> **Exercise**: Only the lines from the one containing "For each instance of the dark fin" through the end of the listing below belong in your answer; retype them exactly.

+++++

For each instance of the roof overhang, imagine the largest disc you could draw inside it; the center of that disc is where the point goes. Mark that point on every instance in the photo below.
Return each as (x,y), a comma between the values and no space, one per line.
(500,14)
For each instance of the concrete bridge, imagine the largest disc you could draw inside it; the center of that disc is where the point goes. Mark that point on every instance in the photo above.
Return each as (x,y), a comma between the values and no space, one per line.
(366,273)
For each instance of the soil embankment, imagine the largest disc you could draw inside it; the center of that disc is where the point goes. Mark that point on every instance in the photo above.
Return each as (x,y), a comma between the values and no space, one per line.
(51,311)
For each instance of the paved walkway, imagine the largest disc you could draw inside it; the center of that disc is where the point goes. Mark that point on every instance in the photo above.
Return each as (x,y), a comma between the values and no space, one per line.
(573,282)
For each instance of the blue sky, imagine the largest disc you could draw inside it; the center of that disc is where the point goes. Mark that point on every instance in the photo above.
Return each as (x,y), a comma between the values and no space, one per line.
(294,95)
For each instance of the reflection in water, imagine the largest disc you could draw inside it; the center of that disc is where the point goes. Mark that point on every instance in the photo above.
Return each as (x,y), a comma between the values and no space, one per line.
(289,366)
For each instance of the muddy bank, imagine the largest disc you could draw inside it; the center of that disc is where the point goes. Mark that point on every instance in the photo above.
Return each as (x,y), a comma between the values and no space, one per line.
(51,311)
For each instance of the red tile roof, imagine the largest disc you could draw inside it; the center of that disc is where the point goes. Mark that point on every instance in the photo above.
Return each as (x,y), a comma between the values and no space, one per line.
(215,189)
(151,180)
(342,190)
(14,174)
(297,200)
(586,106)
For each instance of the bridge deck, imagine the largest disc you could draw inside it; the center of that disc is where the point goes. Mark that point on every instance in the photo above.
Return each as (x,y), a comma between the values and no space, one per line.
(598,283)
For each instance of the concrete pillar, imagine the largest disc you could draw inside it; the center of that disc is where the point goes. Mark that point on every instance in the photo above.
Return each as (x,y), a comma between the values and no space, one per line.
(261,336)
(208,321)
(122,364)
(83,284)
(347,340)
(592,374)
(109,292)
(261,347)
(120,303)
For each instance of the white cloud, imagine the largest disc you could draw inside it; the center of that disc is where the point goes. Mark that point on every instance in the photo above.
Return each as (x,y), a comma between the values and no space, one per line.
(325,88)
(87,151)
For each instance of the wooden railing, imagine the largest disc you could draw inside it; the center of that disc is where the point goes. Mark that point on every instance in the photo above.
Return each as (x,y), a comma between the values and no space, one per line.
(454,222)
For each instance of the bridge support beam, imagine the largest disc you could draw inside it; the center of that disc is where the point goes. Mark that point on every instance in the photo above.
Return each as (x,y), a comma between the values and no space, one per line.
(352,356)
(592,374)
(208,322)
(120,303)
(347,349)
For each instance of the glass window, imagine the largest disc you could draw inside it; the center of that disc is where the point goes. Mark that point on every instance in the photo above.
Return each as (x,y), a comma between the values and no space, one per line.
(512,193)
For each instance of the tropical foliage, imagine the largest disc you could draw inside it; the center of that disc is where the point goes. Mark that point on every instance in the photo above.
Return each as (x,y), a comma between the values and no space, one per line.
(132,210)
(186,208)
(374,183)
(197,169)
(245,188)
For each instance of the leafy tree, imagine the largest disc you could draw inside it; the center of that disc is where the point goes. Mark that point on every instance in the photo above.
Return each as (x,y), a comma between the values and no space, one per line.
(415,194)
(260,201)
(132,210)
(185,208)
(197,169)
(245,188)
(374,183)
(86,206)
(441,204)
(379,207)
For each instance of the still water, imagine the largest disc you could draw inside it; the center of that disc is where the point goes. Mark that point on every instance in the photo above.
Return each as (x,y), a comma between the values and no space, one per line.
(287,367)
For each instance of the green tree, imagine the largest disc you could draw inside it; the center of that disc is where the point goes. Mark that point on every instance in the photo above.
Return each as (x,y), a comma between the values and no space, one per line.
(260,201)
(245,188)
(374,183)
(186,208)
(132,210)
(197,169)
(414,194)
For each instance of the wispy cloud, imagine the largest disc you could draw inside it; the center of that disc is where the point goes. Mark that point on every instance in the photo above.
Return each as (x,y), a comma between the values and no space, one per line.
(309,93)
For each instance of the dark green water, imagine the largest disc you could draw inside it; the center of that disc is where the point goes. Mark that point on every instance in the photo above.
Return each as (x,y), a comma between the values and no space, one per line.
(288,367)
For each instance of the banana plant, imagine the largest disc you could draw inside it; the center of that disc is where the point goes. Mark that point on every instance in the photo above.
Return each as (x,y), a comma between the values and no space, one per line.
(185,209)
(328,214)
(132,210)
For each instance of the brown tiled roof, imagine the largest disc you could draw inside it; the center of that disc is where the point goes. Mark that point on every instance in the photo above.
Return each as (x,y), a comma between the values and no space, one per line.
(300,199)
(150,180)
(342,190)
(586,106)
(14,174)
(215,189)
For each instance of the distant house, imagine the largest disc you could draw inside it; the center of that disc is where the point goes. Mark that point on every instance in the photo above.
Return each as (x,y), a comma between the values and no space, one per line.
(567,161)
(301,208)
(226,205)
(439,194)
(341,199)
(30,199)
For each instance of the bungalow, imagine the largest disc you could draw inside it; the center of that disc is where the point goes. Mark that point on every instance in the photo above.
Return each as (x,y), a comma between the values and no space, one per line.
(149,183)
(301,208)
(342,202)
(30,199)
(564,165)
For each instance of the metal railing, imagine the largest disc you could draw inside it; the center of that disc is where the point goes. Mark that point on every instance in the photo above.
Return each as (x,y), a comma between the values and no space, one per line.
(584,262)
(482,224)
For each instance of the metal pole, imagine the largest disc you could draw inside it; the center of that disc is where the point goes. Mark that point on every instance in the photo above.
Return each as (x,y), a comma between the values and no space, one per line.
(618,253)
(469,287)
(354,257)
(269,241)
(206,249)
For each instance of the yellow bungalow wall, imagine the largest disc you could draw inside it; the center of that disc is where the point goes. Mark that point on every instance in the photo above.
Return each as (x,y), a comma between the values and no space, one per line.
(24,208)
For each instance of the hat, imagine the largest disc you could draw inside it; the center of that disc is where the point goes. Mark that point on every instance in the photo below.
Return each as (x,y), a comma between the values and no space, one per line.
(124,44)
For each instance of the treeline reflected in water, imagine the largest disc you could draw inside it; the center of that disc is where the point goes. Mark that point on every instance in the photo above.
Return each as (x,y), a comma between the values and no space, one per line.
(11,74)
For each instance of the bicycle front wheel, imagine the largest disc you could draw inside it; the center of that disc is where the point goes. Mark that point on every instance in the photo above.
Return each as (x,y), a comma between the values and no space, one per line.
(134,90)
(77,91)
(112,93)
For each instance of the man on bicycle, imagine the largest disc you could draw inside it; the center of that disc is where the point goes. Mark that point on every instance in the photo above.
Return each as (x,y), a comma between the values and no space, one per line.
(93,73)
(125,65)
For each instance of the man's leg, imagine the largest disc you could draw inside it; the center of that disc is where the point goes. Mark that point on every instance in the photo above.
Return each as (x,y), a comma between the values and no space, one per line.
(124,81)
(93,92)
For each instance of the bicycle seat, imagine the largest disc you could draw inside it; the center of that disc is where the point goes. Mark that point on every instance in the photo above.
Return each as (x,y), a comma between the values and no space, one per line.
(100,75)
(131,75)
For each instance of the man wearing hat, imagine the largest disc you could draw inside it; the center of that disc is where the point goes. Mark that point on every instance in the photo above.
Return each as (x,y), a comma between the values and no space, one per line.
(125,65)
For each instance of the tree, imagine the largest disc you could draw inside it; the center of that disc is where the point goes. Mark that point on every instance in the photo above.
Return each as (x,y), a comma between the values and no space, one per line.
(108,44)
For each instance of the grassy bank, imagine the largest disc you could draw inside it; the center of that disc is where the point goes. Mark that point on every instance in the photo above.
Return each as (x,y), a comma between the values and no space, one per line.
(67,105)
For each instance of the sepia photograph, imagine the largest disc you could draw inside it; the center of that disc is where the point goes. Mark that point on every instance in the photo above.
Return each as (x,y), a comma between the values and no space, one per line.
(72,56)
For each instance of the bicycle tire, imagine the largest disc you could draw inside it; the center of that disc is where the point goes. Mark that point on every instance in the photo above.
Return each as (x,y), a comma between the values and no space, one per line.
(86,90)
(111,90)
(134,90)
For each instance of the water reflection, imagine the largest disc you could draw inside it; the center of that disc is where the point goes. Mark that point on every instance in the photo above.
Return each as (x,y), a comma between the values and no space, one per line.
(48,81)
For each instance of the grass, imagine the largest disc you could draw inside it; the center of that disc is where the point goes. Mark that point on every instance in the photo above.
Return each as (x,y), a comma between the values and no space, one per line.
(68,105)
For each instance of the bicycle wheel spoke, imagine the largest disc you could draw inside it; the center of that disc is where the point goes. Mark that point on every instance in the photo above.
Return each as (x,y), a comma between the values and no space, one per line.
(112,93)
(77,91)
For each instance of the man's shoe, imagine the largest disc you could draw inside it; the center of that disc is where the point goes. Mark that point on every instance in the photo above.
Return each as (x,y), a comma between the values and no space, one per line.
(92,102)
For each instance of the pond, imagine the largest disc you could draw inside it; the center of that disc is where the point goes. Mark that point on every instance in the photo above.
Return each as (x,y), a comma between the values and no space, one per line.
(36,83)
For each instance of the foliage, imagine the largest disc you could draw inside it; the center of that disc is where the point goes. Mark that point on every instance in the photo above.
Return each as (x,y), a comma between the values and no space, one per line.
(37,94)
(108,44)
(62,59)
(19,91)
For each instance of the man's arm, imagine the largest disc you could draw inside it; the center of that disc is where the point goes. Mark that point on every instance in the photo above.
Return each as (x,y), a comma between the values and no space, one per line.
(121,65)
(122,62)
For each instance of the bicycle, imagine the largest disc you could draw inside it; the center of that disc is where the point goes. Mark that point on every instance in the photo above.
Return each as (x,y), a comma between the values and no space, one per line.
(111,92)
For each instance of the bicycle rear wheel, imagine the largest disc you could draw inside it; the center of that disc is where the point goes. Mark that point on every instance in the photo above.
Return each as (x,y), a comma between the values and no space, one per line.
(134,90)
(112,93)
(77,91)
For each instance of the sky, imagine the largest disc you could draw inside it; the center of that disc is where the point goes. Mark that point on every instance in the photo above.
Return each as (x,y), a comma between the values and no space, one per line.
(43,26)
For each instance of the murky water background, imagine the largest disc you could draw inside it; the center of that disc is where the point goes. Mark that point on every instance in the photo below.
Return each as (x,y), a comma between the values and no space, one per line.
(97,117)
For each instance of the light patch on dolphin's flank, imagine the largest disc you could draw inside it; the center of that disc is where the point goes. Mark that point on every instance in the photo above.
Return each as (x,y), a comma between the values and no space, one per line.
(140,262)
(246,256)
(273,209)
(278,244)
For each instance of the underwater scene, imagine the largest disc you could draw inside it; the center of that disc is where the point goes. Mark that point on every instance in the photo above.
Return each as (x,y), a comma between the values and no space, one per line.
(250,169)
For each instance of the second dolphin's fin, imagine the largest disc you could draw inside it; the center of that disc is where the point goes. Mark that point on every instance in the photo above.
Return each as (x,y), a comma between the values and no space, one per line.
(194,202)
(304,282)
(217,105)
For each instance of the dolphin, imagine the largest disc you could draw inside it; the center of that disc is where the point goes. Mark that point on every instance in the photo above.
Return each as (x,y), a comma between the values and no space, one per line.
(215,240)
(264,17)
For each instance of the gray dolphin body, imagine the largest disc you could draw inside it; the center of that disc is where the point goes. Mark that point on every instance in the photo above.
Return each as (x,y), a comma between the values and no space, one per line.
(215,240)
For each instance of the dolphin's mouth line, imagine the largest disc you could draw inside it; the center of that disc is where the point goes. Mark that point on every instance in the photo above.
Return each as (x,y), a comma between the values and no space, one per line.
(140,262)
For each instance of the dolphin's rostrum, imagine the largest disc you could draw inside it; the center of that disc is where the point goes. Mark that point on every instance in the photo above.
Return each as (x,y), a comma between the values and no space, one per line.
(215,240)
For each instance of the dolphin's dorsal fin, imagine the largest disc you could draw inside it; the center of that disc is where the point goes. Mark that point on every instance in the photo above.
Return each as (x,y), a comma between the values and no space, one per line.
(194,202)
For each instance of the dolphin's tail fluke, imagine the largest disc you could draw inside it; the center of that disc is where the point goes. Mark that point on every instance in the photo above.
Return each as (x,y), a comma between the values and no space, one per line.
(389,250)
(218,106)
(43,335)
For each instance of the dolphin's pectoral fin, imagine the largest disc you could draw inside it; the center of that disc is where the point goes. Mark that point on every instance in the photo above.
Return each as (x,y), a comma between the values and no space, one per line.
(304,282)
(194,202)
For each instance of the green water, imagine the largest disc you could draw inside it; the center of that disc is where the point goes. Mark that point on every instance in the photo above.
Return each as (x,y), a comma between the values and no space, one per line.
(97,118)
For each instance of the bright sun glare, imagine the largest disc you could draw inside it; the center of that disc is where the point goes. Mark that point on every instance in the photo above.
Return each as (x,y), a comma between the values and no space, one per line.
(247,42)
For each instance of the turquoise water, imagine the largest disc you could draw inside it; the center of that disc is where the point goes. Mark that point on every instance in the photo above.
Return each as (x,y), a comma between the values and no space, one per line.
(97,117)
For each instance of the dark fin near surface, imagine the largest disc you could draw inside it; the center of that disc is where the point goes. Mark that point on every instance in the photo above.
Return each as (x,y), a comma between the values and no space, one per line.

+++++

> **Answer for the task**:
For each instance of the dark fin near surface, imagine the largest disc you could draw inside it; the center of that disc is where the point goes. Mark that point on every instance in the photo above.
Return each as (x,y), a comma between the values and no space, one per line.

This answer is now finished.